→ **SOURCE PASSAGE**
Keg carb at serving pressure

Homebrew Talk - Beer, Wine, Mead, & Cider Brewing Discussion Forum

Help Support Homebrew Talk:

Oneandone

Member
Joined
Mar 7, 2021
Messages
23
Reaction score
3
Location
Chicago
Finally getting into kegging and kegged my first batch. My first batch is a 5 gallon American session ale. I have it at 34 and at 9-10 psi. Would it be something to disconnect it from the gas. Roll it a bunch and then connect gas back on till it stops filling and repeat 4-5 times? Then let it sit for 2-3 days connected to the gas at the same pressure? Or is this essentially doing nothing?
 

Golddiggie

Well-Known Member
Joined
Dec 14, 2010
Messages
12,568
Reaction score
928
Location
Living free in the 603
The method of carbonating (trying to do a rapid forced carb) that involves rolling and such also has you set the pressure to above serving. I've never used that since I never felt the need to rush it. Most of the time I would set it at serving pressure, at serving temperature, and then leave it for at least two weeks before pulling any.
More recently I've been using a carbonation lid (got mine from MoreBeer) to get the beer carbonated a bit faster. It still needs to reach serving temperature (I figure it takes about 2 days for the beer to reach that in the keezer). Then you start at 3-4psi for one hour, increasing by 2psi per hour until you hit your target. Then you leave it for 24+ hours. They say you can sample at the 24 hour mark and decide if it needs longer or not. Last couple of kegs, I just left it at final pressure for 2-3 days and then removed the lid.

→ **INFORMATION SUPPLIED**
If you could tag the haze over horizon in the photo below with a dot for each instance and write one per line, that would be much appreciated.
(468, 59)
...
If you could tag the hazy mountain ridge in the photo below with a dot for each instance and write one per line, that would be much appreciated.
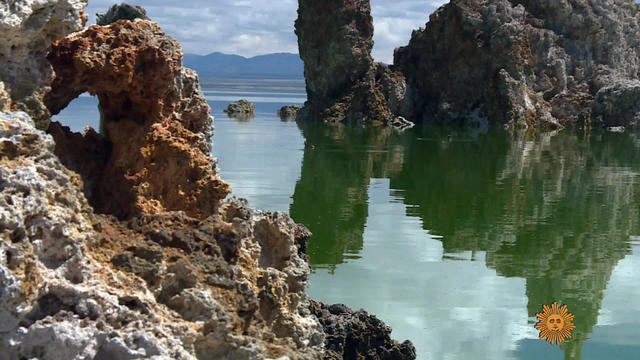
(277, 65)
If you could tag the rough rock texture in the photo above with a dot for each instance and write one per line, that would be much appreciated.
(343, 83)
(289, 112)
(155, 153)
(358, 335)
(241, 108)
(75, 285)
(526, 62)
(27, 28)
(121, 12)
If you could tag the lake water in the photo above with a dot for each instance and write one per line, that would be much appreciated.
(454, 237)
...
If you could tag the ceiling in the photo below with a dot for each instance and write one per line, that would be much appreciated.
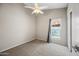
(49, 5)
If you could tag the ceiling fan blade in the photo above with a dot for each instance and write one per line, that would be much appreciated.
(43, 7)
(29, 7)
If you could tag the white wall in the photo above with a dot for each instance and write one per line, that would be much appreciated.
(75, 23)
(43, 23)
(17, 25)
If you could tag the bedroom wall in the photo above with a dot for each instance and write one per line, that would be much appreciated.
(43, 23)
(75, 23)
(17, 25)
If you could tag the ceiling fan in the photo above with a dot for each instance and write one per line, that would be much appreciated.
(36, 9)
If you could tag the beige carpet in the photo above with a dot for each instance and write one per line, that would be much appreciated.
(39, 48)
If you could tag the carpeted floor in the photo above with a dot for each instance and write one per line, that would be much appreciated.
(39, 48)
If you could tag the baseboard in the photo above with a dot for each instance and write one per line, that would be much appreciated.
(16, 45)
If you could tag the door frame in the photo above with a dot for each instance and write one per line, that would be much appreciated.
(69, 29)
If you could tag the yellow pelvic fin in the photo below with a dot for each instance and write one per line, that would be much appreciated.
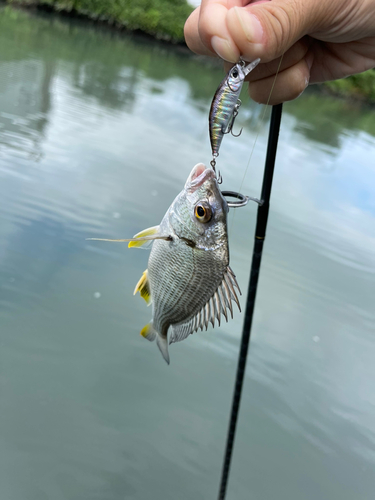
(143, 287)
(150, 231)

→ **GIVEN EXERCISE A**
From the kegging forum thread, return the stretch from "More recently I've" through "removed the lid.".
→ **GIVEN EXERCISE B**
Answer these from the kegging forum thread:
(i) At what pressure does the first poster have the keg set?
(ii) Where did the second poster get the carbonation lid?
(iii) With the carbonation lid, by how much is the pressure raised each hour?
→ **GIVEN EXERCISE C**
Continue the kegging forum thread from the point where it stops.

→ **FINAL ANSWER A**
More recently I've been using a carbonation lid (got mine from MoreBeer) to get the beer carbonated a bit faster. It still needs to reach serving temperature (I figure it takes about 2 days for the beer to reach that in the keezer). Then you start at 3-4psi for one hour, increasing by 2psi per hour until you hit your target. Then you leave it for 24+ hours. They say you can sample at the 24 hour mark and decide if it needs longer or not. Last couple of kegs, I just left it at final pressure for 2-3 days and then removed the lid.

→ **FINAL ANSWER B**
(i) 9-10 psi
(ii) MoreBeer
(iii) 2 psi per hour

→ **FINAL ANSWER C**
My method going forward will be to carbonate in conical fermenter. Which means that by the time it goes to keg, it's fully carbonated, chilled, and ready to go to glass. Or ready to get canned since each batch will have part kegged and the rest put into cans (for sharing over distance).
 

day_trippr

Moderna Or Bust! :D
Joined
May 31, 2011
Messages
36,706
Reaction score
19,368
Location
Stow, MA
Our favorite carbonation table shows that combination would eventually reach equilibrium at ~ 2.5 volumes, a good choice for many or even most styles.

If you are in a hurry, you could leave the gas connected to the keg at 9-10 psi, then just rock the keg back and forth from vertical while listening to the CO2 gas flowing. Keep rocking until the flowing stops and you're pretty close to saturation. Let it sit for a couple of hours in the fridge then repeat the rocking until the gas stops. Do that cycle three times and aside from the beer being totally stirred up the carbonation level will be pretty darned close to ideal.

By using "chart pressure" there's no way to overcarb the keg...

Cheers!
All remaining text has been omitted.